→ **INPUT DATA**

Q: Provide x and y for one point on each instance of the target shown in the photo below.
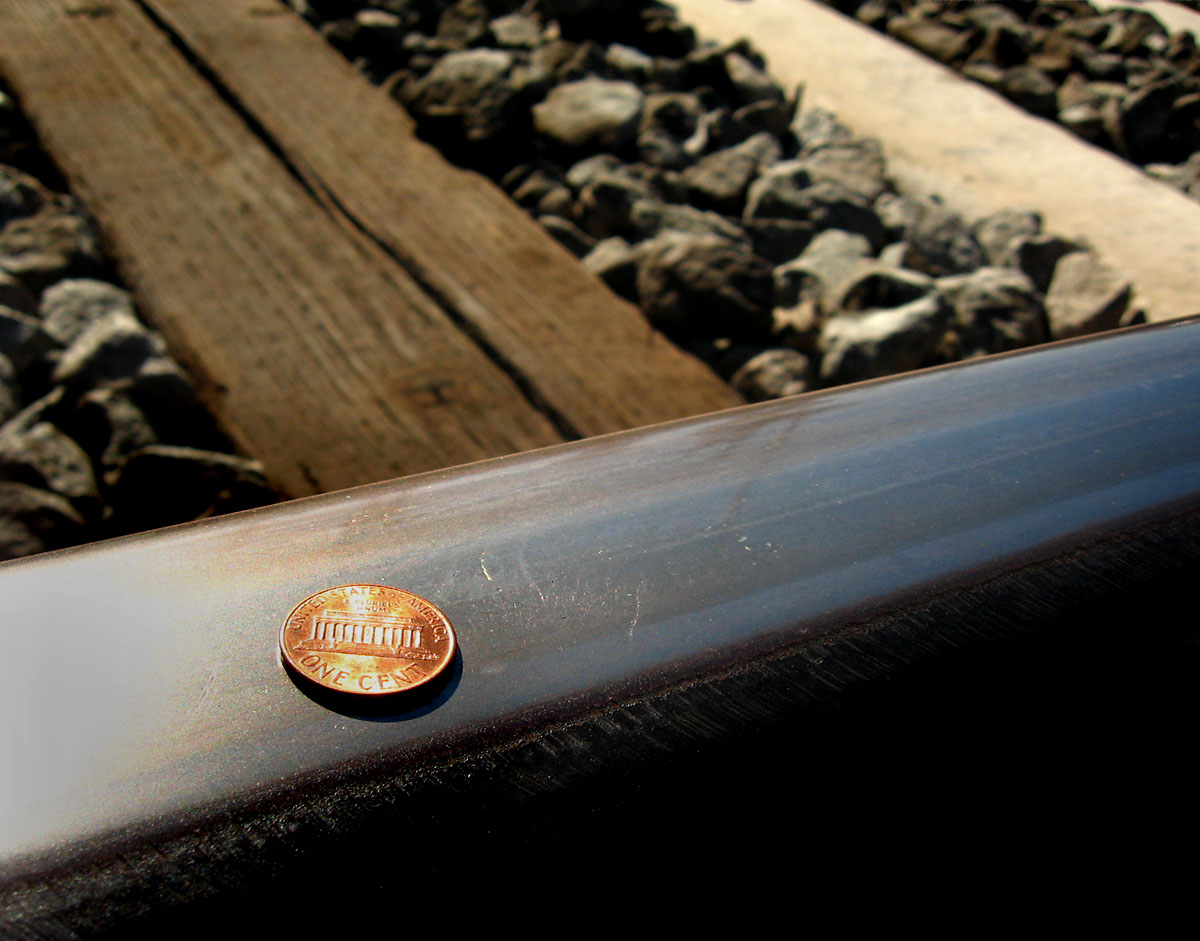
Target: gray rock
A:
(71, 306)
(516, 30)
(115, 425)
(34, 520)
(649, 217)
(799, 327)
(705, 285)
(557, 202)
(941, 42)
(873, 343)
(45, 457)
(533, 186)
(114, 347)
(773, 373)
(606, 202)
(857, 167)
(749, 82)
(49, 246)
(772, 117)
(899, 214)
(1085, 297)
(820, 127)
(568, 234)
(1031, 89)
(670, 121)
(463, 24)
(628, 64)
(994, 310)
(10, 391)
(996, 233)
(1037, 256)
(166, 396)
(22, 339)
(21, 195)
(469, 87)
(16, 295)
(720, 180)
(591, 113)
(160, 485)
(870, 285)
(1145, 117)
(895, 255)
(779, 240)
(615, 262)
(779, 193)
(826, 262)
(591, 168)
(941, 243)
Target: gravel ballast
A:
(1117, 78)
(101, 432)
(765, 238)
(753, 232)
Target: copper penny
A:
(367, 639)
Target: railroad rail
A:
(939, 585)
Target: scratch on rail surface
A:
(204, 693)
(90, 10)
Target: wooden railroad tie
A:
(382, 315)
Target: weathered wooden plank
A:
(587, 354)
(315, 348)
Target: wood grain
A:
(589, 357)
(316, 349)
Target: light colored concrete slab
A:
(946, 135)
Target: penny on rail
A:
(367, 640)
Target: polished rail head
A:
(613, 570)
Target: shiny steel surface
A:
(143, 676)
(367, 640)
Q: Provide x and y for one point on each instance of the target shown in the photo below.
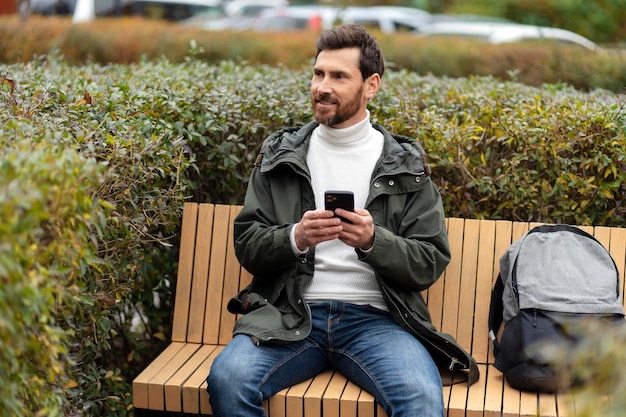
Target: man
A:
(333, 293)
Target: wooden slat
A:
(547, 405)
(215, 287)
(277, 404)
(457, 400)
(434, 295)
(231, 282)
(510, 399)
(332, 395)
(484, 285)
(142, 382)
(452, 277)
(185, 272)
(295, 399)
(476, 394)
(367, 405)
(493, 392)
(528, 404)
(156, 389)
(200, 273)
(177, 393)
(196, 386)
(467, 285)
(349, 400)
(617, 248)
(313, 396)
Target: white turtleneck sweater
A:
(343, 159)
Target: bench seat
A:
(209, 275)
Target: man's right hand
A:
(316, 226)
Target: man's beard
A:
(342, 113)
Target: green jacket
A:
(410, 249)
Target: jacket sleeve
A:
(414, 255)
(261, 239)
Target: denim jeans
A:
(365, 344)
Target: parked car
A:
(175, 10)
(387, 19)
(500, 32)
(236, 15)
(50, 7)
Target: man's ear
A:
(372, 84)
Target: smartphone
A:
(339, 199)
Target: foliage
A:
(595, 361)
(48, 213)
(132, 40)
(119, 315)
(96, 161)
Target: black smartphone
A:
(339, 199)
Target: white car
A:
(387, 19)
(496, 32)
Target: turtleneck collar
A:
(345, 135)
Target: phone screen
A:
(339, 199)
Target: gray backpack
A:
(550, 279)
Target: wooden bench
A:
(209, 274)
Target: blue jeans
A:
(364, 343)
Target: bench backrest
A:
(209, 275)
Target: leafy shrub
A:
(48, 214)
(120, 314)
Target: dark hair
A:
(354, 36)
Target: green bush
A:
(119, 315)
(96, 161)
(48, 216)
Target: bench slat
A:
(204, 244)
(484, 276)
(142, 382)
(185, 272)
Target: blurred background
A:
(580, 22)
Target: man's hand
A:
(316, 226)
(360, 233)
(320, 225)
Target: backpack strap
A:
(496, 311)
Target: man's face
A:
(338, 93)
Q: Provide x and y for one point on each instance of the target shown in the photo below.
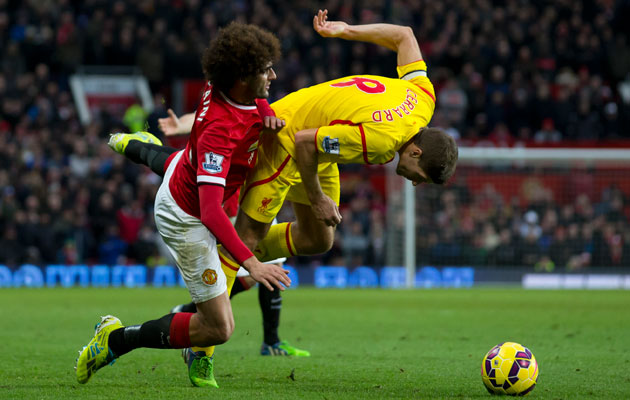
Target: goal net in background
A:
(545, 209)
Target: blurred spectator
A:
(547, 133)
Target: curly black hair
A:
(237, 52)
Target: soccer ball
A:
(509, 368)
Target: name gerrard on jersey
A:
(213, 163)
(403, 109)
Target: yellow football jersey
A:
(360, 119)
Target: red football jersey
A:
(220, 151)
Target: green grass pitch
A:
(376, 344)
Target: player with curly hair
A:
(188, 207)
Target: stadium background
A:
(507, 74)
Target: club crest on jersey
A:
(209, 277)
(213, 163)
(331, 146)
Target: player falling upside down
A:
(188, 213)
(361, 119)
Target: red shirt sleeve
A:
(217, 222)
(264, 109)
(231, 205)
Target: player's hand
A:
(327, 28)
(273, 124)
(325, 209)
(268, 274)
(171, 125)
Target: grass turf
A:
(365, 344)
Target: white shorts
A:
(192, 245)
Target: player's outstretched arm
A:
(323, 206)
(173, 125)
(395, 37)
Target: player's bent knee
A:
(317, 245)
(218, 334)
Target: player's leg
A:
(271, 308)
(212, 324)
(142, 148)
(241, 284)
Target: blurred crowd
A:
(505, 72)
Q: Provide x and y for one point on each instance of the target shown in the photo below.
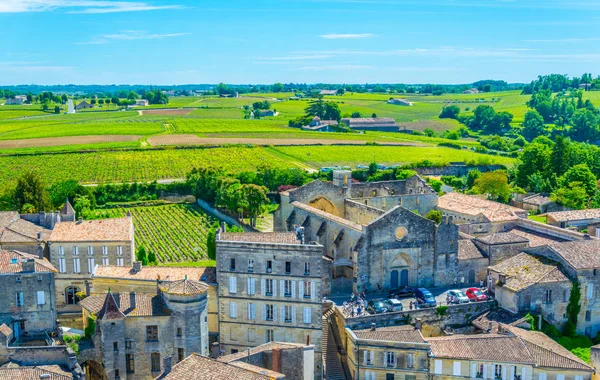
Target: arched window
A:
(71, 297)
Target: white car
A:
(456, 296)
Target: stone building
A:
(136, 332)
(142, 279)
(77, 247)
(374, 232)
(511, 354)
(270, 288)
(27, 302)
(398, 352)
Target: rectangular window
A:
(41, 296)
(19, 299)
(270, 336)
(287, 288)
(62, 266)
(155, 361)
(269, 287)
(251, 286)
(251, 311)
(390, 359)
(152, 333)
(456, 368)
(232, 285)
(307, 315)
(129, 363)
(232, 310)
(76, 266)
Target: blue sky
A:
(309, 41)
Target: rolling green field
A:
(175, 233)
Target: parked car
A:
(476, 295)
(425, 298)
(456, 296)
(376, 307)
(404, 291)
(393, 305)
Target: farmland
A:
(175, 233)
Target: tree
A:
(450, 112)
(142, 256)
(31, 189)
(583, 175)
(493, 184)
(435, 216)
(533, 125)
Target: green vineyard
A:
(175, 233)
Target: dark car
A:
(376, 307)
(402, 292)
(425, 298)
(476, 295)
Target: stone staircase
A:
(331, 362)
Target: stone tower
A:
(187, 301)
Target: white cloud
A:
(127, 35)
(83, 6)
(346, 36)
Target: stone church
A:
(374, 232)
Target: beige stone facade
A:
(269, 289)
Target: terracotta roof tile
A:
(151, 273)
(117, 229)
(405, 333)
(474, 206)
(146, 304)
(261, 237)
(204, 368)
(565, 216)
(11, 262)
(524, 270)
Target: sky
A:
(301, 41)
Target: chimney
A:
(28, 265)
(277, 360)
(167, 364)
(132, 303)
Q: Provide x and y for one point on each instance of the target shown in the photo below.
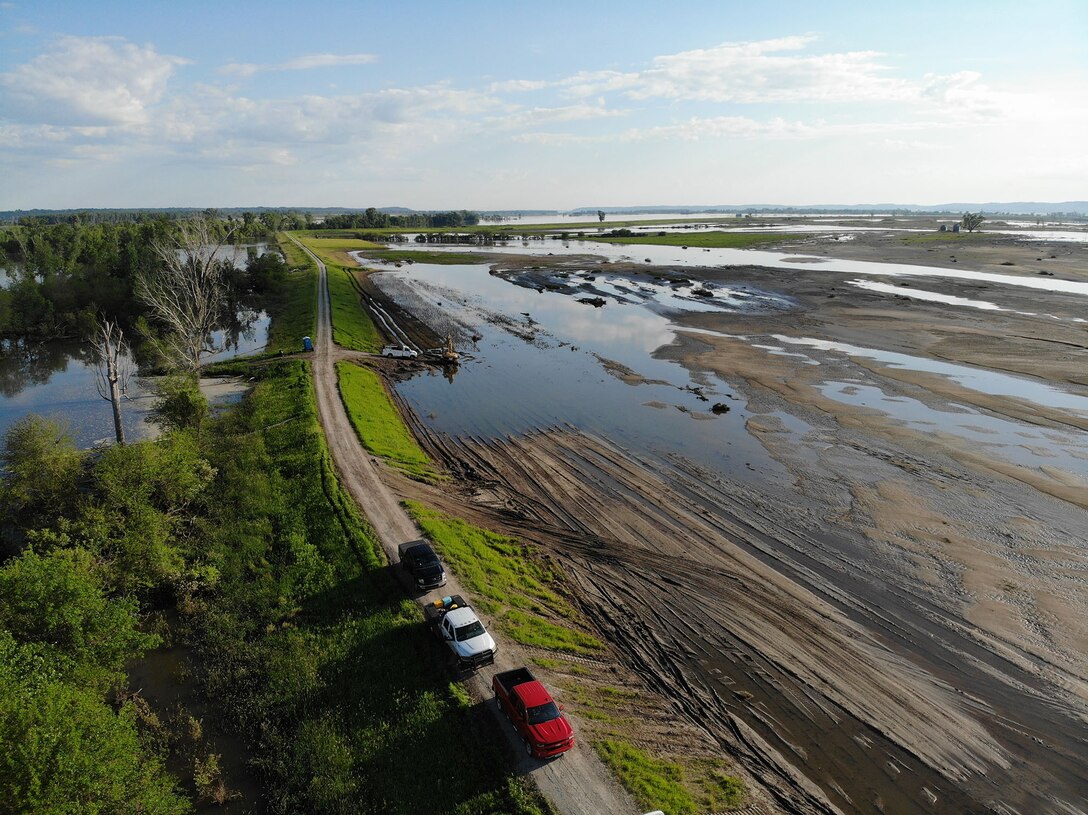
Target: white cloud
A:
(299, 63)
(86, 81)
(765, 71)
(515, 86)
(535, 116)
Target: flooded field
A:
(57, 379)
(853, 513)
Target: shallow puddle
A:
(543, 359)
(676, 256)
(975, 379)
(1022, 444)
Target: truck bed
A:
(510, 679)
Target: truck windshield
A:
(467, 632)
(543, 713)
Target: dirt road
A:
(577, 783)
(900, 624)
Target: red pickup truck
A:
(534, 714)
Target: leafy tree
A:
(44, 469)
(972, 222)
(66, 752)
(180, 404)
(57, 601)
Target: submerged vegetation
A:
(695, 239)
(310, 650)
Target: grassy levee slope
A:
(701, 239)
(508, 581)
(378, 424)
(308, 642)
(294, 309)
(351, 326)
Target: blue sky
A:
(551, 106)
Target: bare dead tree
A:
(114, 369)
(186, 292)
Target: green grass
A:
(506, 581)
(308, 644)
(662, 785)
(703, 239)
(351, 326)
(563, 666)
(334, 248)
(522, 229)
(295, 309)
(531, 630)
(495, 568)
(378, 423)
(655, 783)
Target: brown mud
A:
(902, 629)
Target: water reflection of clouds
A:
(975, 379)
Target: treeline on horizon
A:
(66, 276)
(255, 221)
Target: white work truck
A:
(454, 621)
(399, 352)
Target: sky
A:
(493, 106)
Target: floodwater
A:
(554, 365)
(510, 385)
(675, 256)
(57, 379)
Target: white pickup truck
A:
(399, 352)
(454, 621)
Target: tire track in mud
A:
(837, 691)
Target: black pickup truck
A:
(419, 560)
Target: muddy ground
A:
(900, 628)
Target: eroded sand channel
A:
(874, 613)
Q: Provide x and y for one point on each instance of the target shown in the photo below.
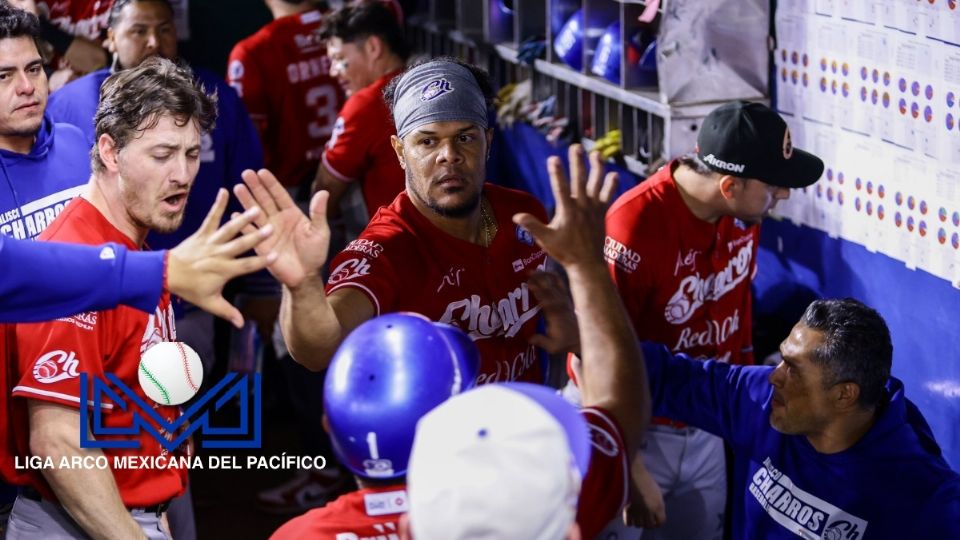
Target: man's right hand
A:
(200, 266)
(301, 243)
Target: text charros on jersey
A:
(694, 291)
(806, 515)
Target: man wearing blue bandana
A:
(446, 247)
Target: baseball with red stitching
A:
(170, 373)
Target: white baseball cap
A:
(501, 461)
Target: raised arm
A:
(312, 323)
(613, 373)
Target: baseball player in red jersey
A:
(140, 183)
(282, 73)
(513, 462)
(681, 247)
(367, 50)
(445, 248)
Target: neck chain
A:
(487, 225)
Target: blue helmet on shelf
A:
(569, 41)
(388, 373)
(609, 52)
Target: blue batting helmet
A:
(388, 373)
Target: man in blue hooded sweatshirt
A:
(42, 164)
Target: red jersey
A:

→ **EXERCISE TASK**
Give back, word for word, every line from the one holding "Target: dirt road" through the last line of the listing. Pictures are excluded.

→ **TASK RESPONSE**
Target: dirt road
A:
(577, 783)
(900, 624)
Target: red pickup truck
A:
(534, 714)
Target: leafy tree
A:
(44, 469)
(972, 222)
(66, 752)
(180, 404)
(57, 601)
Target: submerged vegetation
A:
(695, 239)
(310, 650)
Target: grassy levee slope
A:
(701, 239)
(508, 581)
(378, 424)
(308, 642)
(294, 309)
(351, 326)
Target: blue sky
A:
(551, 106)
Target: bare dead tree
A:
(114, 369)
(186, 292)
Target: green grass
A:
(506, 581)
(308, 644)
(662, 785)
(703, 239)
(351, 326)
(563, 666)
(334, 248)
(522, 229)
(295, 309)
(531, 630)
(495, 568)
(378, 423)
(655, 783)
Target: brown mud
A:
(902, 629)
Target: water reflection of clouds
A:
(975, 379)
Target: treeline on horizon
A:
(66, 276)
(255, 221)
Target: white work truck
A:
(454, 621)
(399, 352)
Target: sky
A:
(493, 106)
Target: floodwater
A:
(554, 365)
(510, 385)
(675, 256)
(57, 379)
Target: white pickup truck
A:
(399, 352)
(454, 621)
Target: tire track in mud
A:
(837, 691)
Target: black pickup truck
A:
(419, 560)
Target: muddy ground
A:
(900, 628)
Target: eroded sand channel
A:
(874, 613)
Q: Provide x and y for one point on each instance of the target shown in the photo below.
Target: man's right hand
A:
(200, 266)
(301, 243)
Target: text charros on jersey
A:
(694, 291)
(806, 515)
Target: man wearing blue bandana
A:
(446, 247)
Target: baseball with red stitching
A:
(170, 373)
Target: white baseball cap
A:
(501, 461)
Target: raised arm
A:
(312, 323)
(613, 373)
Target: baseball player in red jersey
A:
(140, 183)
(282, 73)
(513, 462)
(681, 247)
(367, 50)
(445, 248)
Target: neck chain
A:
(487, 225)
Target: blue helmet on shelf
A:
(569, 41)
(388, 373)
(609, 52)
Target: blue batting helmet
A:
(388, 373)
Target: man in blue hooded sweatshirt
A:
(42, 164)
Target: red jersey
A:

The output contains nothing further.